#### What this task involves
Can you swap every "butterfly" in the items below for "moth", change nothing else, and write the items out again without the pictures?

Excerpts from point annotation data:
-=-=-=-=-

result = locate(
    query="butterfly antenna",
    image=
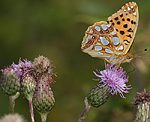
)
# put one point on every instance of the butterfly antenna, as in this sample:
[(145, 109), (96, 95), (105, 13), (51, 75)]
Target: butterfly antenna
[(133, 68)]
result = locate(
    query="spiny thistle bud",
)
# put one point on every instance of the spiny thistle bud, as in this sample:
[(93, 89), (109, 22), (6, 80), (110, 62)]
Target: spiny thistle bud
[(98, 95), (43, 99), (28, 86), (42, 65), (28, 82), (10, 81), (142, 102), (112, 81)]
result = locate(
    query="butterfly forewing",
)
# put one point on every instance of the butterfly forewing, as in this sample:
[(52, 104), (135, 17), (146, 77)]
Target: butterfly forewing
[(100, 40), (125, 21), (112, 40)]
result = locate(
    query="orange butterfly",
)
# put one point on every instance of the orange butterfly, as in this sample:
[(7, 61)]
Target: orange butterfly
[(112, 40)]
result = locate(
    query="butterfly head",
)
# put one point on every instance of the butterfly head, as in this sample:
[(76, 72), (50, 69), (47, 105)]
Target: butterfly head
[(128, 57)]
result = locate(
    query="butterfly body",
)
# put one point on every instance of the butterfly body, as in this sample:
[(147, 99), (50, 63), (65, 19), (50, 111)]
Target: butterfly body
[(112, 40)]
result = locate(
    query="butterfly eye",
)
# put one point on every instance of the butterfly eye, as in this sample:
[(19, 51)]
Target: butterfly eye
[(93, 37)]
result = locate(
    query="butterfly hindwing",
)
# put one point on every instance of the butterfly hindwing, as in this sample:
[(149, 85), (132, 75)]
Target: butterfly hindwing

-=-=-=-=-

#### Answer to this problem
result = locate(
    query="moth antenna",
    image=
)
# put one point on every instance of the moth antenna, as in this sample:
[(145, 109), (96, 95), (105, 13), (51, 75)]
Target: moth antenna
[(133, 68)]
result = locate(
    query="spiny thistle bud",
)
# put one point on every instance of the spiny thistle bud, as in this sample:
[(93, 89), (109, 22), (6, 80), (110, 62)]
Target: spiny thistle bud
[(98, 95), (43, 99), (28, 86), (42, 65), (28, 82), (10, 81), (142, 102), (112, 81)]
result = locate(
    query="moth forewing",
)
# put one point on every instance of the moth forewing, as in this sample:
[(52, 104), (135, 17), (146, 77)]
Target: moth forewing
[(100, 40), (125, 21), (112, 40)]
result = locate(
    query="orange moth",
)
# put one point on every instance of the orange moth, as in this sample:
[(7, 61)]
Target: orange moth
[(112, 40)]
result = locate(
    query="moth head",
)
# put one point on every instance of the moth head, as in this sample:
[(76, 72), (50, 69), (47, 105)]
Target: moth head
[(128, 57)]
result = locate(
    query="moth body",
)
# put one point on every instance of the moth body, as in this sample:
[(147, 99), (50, 63), (65, 19), (50, 111)]
Target: moth body
[(112, 40)]
result = locate(
    query="moth eye",
)
# put one point on every instance of the moth eye, as in this sample:
[(19, 51)]
Target: moth eye
[(93, 37)]
result = locate(
    query="moth hindwing",
)
# put one point on every instance of the moth hindwing, as in this sample:
[(149, 85), (132, 75)]
Target: moth hindwing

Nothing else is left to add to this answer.